Jebus said:
Yet, he shouldn't do that. Popes shouldn't be 'political', they should be religious leaders.
I don't get where this cry for 'political' popes is coming from in the second half of the twentieth century: in the centuries before that, everybody was yelling the Pope had to keep it's nose out of politics. Which is the wisest thing.
You shouldn't connect religion to politics. If you do, you'll get what's happening in the USA: a worldly leader that invokes God into his political decisions, and thus basically discrediting both his politics and his religion.
I guess it all started when the Vatican didn't condemn the Holocaust in WWII. Fine, it was a terrible thing, but it simply wasn't the Pope's JOB to go around condemning political actions. Like it or don't, what that pope did was the correct thing to do.
I`m a firm believer in a secular state, as it`s easy to understand that from many posts i made here, and still i strongly disagree with with this view. I think there`s a bit of a confusion in the planes of action and reasoning here, and a simplification of what separation between state and church means.

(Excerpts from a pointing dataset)
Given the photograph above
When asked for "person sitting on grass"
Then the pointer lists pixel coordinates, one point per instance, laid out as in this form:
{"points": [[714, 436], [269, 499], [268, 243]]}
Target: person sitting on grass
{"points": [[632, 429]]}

Complete the following
a) Reproduce the part of the forum discussion about popes and politics that opens with the words containing "You shouldn't connect" and closes with "thing to do.".
b) In the forum discussion about popes and politics, what does Jebus say popes should be instead of political?

Outputs in order
a)
You shouldn't connect religion to politics. If you do, you'll get what's happening in the USA: a worldly leader that invokes God into his political decisions, and thus basically discrediting both his politics and his religion.
I guess it all started when the Vatican didn't condemn the Holocaust in WWII. Fine, it was a terrible thing, but it simply wasn't the Pope's JOB to go around condemning political actions. Like it or don't, what that pope did was the correct thing to do.

b) Religious leaders.